## START Extracted entries

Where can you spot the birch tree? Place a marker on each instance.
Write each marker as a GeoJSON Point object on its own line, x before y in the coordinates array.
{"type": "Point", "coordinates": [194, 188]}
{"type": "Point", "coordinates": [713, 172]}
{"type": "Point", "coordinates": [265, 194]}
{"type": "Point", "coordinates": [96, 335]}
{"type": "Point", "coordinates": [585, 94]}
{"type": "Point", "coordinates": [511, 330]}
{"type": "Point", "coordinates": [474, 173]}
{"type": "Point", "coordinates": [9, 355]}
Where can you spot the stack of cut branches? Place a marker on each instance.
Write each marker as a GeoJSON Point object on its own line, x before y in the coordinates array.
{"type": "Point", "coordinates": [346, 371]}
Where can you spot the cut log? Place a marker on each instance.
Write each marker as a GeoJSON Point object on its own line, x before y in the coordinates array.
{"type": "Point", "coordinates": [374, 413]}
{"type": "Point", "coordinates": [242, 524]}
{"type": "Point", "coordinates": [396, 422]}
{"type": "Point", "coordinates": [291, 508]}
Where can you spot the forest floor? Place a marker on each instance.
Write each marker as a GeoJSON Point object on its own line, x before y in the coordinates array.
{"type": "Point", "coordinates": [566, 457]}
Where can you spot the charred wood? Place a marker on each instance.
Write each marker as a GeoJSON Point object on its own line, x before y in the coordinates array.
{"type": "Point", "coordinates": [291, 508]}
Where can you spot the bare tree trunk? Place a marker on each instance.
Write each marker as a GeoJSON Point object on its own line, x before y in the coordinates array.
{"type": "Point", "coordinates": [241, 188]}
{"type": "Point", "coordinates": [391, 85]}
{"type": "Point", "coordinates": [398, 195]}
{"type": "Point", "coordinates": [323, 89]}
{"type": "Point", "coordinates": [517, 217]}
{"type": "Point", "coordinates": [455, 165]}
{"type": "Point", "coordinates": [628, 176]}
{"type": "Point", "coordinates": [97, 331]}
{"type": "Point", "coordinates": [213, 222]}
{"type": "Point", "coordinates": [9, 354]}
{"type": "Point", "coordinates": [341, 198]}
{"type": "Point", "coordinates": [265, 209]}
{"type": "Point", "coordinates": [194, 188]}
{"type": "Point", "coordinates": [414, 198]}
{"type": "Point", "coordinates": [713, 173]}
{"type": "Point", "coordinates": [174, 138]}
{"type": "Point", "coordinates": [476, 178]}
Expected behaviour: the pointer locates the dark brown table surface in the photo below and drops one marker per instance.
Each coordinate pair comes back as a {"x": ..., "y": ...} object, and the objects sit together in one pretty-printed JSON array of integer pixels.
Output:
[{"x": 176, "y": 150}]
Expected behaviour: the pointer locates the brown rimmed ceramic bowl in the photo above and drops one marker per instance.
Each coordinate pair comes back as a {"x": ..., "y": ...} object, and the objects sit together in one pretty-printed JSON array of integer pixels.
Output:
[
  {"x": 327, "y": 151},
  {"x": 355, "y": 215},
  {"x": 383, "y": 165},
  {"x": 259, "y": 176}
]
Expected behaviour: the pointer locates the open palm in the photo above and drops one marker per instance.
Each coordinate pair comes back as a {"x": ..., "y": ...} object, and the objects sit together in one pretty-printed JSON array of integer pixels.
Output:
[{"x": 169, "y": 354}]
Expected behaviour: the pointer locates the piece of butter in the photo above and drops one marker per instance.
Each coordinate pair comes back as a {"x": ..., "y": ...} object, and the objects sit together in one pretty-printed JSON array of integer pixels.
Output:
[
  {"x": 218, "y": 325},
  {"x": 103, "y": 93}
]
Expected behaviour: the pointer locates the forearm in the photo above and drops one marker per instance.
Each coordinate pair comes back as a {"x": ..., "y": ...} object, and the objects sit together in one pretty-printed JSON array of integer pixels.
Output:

## END Extracted entries

Request —
Each line from the one containing "Expected behaviour: the pointer locates the dark" to the final line of the entries above must be returned exactly, and no other line may appear.

Reply —
Expected behaviour: the pointer locates the dark brown table surface in the photo below and drops one marker per instance.
Each coordinate pair comes back as a {"x": ..., "y": ...} object, and the objects sit together in one pretty-printed JSON array of integer pixels.
Output:
[{"x": 176, "y": 150}]
Expected behaviour: the pointer locates the brown rimmed ceramic bowl in the photo above and drops one marker per instance.
Each coordinate pair comes back as a {"x": ..., "y": ...} object, and the objects sit together in one pretty-printed JSON array of integer pixels.
Output:
[
  {"x": 327, "y": 151},
  {"x": 355, "y": 215},
  {"x": 383, "y": 165},
  {"x": 259, "y": 176}
]
Expected behaviour: the pointer locates the open palm in the photo above and drops one marker per instance.
Each coordinate pair comes back as a {"x": ..., "y": ...} object, and the objects sit together in one pretty-printed JSON array of integer pixels.
Output:
[{"x": 169, "y": 354}]
Expected behaviour: the pointer locates the piece of butter in the photo above and drops one marker per instance.
Each coordinate pair comes back as a {"x": ..., "y": ...} object, and the objects sit together in one pretty-printed JSON array of integer pixels.
Output:
[
  {"x": 218, "y": 325},
  {"x": 103, "y": 93}
]
Expected behaviour: the pointer locates the forearm in the photo above and drops one marker per instance.
Each coordinate pair comes back as a {"x": ..., "y": ...} object, and the objects sit together in one pretty-printed JSON array of integer pixels.
Output:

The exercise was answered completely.